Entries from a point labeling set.
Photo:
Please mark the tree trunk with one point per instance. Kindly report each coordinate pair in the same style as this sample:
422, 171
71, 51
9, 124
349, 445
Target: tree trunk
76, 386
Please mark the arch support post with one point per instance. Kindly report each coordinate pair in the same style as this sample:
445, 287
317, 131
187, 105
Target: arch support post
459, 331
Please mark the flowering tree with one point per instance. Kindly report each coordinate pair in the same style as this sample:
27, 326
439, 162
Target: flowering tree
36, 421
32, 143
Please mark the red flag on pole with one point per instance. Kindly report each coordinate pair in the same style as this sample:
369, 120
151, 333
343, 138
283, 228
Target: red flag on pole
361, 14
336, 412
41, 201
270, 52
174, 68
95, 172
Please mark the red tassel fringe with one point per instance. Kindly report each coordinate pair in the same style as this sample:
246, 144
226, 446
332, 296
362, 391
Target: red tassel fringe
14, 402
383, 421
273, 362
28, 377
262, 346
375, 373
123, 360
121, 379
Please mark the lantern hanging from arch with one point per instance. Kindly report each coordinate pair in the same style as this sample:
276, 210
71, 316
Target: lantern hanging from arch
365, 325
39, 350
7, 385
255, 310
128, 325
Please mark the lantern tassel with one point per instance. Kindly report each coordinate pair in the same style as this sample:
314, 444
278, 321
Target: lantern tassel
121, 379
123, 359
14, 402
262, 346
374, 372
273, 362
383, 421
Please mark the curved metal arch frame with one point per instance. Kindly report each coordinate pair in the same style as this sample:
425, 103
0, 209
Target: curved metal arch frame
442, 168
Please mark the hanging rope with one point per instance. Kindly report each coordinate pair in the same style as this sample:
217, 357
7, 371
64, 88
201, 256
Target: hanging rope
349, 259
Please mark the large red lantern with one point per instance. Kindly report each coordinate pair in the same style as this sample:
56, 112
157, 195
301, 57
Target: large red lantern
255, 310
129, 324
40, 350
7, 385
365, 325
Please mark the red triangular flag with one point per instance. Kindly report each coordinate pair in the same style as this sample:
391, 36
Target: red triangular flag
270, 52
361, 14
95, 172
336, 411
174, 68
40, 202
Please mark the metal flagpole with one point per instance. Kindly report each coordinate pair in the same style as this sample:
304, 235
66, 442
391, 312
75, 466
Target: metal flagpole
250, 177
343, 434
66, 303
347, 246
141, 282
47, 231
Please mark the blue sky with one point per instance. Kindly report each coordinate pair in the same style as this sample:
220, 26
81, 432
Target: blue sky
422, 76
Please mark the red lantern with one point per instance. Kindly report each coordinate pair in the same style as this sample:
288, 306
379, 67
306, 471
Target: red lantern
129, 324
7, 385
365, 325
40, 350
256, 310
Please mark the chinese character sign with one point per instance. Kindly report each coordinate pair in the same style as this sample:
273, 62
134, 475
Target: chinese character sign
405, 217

What to produce. Rewrite every line, requests included, starting with the line with "Please mark the chinese" and going on through the end of the entries. Shift each coordinate in the answers up by 35, but leave the numbers in the requests and their format samples as they are.

Answer for this exercise.
Please mark the chinese character sign with one point per instance. Kindly report each coordinate pair in the same style as this sample:
273, 62
134, 475
Target: chinese character sign
440, 252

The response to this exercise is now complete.